→ **What to do**:
Keep the pictures out and restate every record exactly.

→ **Lines of data**:

╭──

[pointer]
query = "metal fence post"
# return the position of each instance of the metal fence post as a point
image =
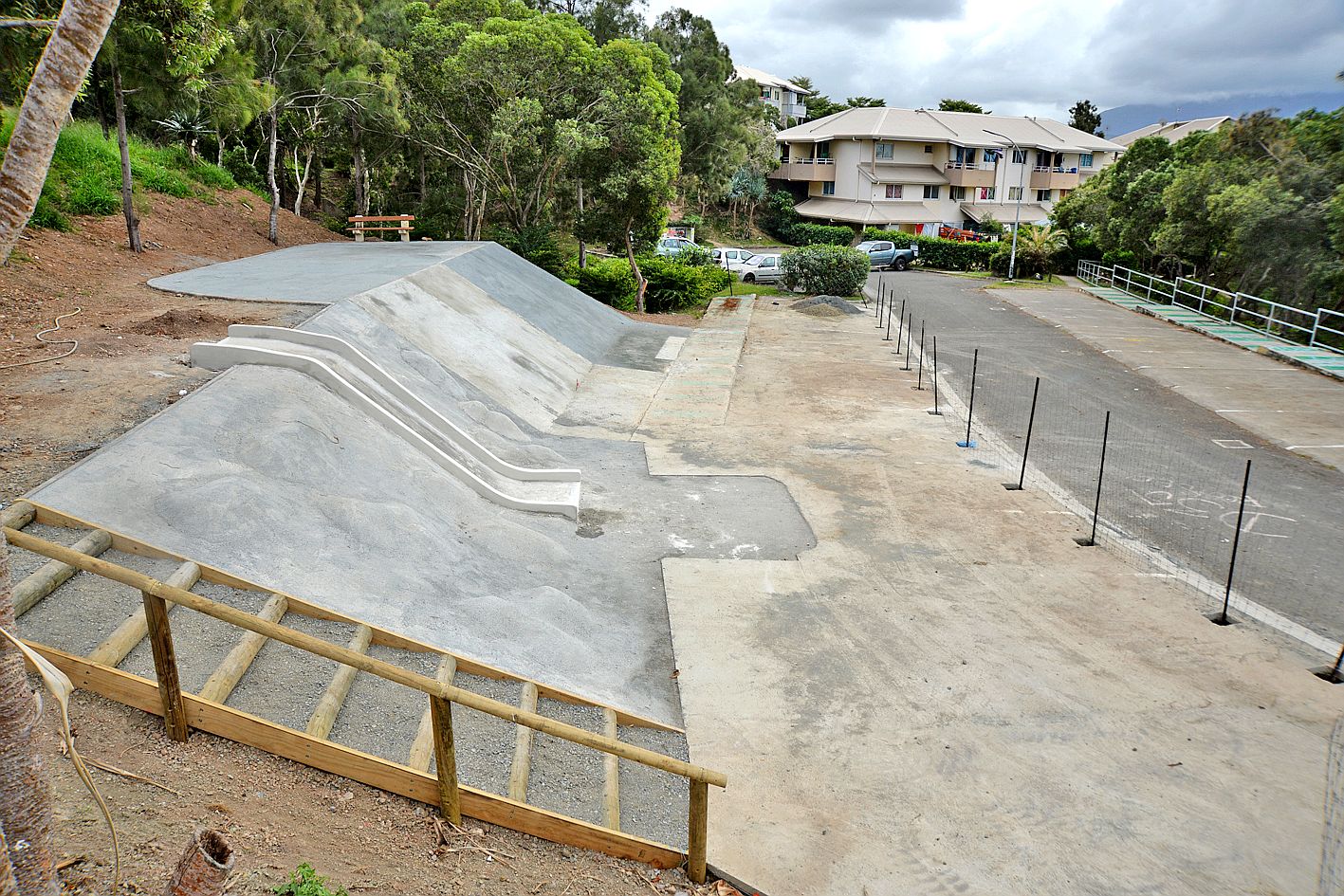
(1237, 539)
(1025, 448)
(970, 405)
(935, 411)
(1101, 472)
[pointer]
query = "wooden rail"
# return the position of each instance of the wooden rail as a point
(441, 695)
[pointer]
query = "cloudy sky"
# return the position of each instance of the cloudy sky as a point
(1037, 57)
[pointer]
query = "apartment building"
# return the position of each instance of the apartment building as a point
(785, 96)
(914, 170)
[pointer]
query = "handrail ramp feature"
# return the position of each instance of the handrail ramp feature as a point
(434, 741)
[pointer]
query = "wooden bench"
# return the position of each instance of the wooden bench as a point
(359, 225)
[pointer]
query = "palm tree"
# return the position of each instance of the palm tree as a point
(60, 74)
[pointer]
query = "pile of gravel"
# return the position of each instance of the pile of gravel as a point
(825, 306)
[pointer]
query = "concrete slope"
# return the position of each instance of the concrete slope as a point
(352, 375)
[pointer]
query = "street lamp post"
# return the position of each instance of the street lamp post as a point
(1016, 221)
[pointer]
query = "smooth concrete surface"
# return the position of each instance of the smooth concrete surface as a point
(267, 473)
(948, 695)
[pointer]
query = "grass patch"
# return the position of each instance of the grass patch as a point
(84, 174)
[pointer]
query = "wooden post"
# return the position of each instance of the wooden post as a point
(165, 667)
(699, 832)
(441, 711)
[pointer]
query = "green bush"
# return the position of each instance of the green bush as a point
(673, 286)
(535, 244)
(609, 281)
(944, 254)
(305, 882)
(835, 270)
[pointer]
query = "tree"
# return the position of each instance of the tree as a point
(61, 71)
(716, 113)
(634, 163)
(961, 105)
(1085, 117)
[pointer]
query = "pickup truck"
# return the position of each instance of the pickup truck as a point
(885, 254)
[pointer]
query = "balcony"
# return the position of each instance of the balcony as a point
(970, 174)
(805, 170)
(1054, 177)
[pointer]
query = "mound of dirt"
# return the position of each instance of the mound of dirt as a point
(825, 306)
(180, 322)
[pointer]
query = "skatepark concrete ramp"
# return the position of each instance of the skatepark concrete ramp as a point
(377, 667)
(355, 377)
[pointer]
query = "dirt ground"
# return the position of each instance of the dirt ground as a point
(277, 814)
(133, 340)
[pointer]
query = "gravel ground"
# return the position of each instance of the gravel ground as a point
(567, 778)
(380, 716)
(654, 803)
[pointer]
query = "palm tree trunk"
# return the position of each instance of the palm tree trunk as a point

╰──

→ **Expected output**:
[pointer]
query = "metal fence post"
# return the position of each instance of the metal fence post as a point
image =
(1237, 539)
(1025, 448)
(970, 405)
(935, 411)
(1101, 472)
[pointer]
query = "wooden rail"
# return the position of each instance of the wooden rail as a point
(441, 695)
[pointer]
query = "cloudy sky"
# return the position of each instance of the cloudy sky as a point
(1037, 57)
[pointer]
query = "apartment building"
# return the position of each instance of the apartment building as a point
(785, 96)
(914, 170)
[pointer]
query = "handrail ramp feature"
# return the position of each instance of the handrail ramp feature as a point
(434, 741)
[pointer]
query = "wooden bench"
# return the position of each instance of the wooden bench as a point
(359, 225)
[pointer]
query = "palm tree"
# return the position of each instance of the palm tree as a point
(60, 74)
[pointer]
query = "pile of gravel"
# return the position of each instance of the pile of gravel as a point
(825, 306)
[pointer]
query = "concrete slope"
# return the position of each instance of the concrete slope as a point
(352, 375)
[pointer]
query = "street lamp post"
# return the position of each instance of the street lamp post as a point
(1016, 221)
[pointer]
query = "smooth concrete surface"
# return the position of each instance of the smooth concrete surface as a point
(267, 473)
(948, 695)
[pointer]
query = "grass patch"
# return the position of each instance of the grass patch as a point
(84, 174)
[pointer]
query = "wooden post"
# return the position of each instance of the wooden post as a point
(165, 667)
(699, 832)
(441, 711)
[pointer]
query = "green bush"
# return the position of each instance of the green bush as a point
(673, 286)
(535, 244)
(609, 281)
(944, 254)
(305, 882)
(835, 270)
[pointer]
query = "tree"
# return the position of each instance of the tree as a point
(61, 71)
(716, 113)
(634, 163)
(961, 105)
(1085, 117)
[pointer]
query = "pickup truck"
# return the position of each instance of the pickup truck as a point
(885, 254)
[pointer]
query = "balcony"
# return the position of each instance of the balcony as a point
(970, 174)
(805, 170)
(1054, 177)
[pointer]
query = "mound of dirt"
# return the position of each instance of the mound of dirt as a point
(825, 306)
(180, 322)
[pointer]
query = "skatepark concrete ramp"
# return the position of each instance of the skatepark concrete ramp as a point
(377, 667)
(355, 377)
[pointer]
query = "dirt ground"
# return the position of each instance of the dirt ground as a point
(277, 814)
(133, 340)
[pointer]
query = "gravel ground"
# return the position of each instance of the gravel ground as a point
(567, 778)
(380, 716)
(654, 803)
[pointer]
query = "palm tree trunk"
# return the position of each instance of the palm tree trunk as a point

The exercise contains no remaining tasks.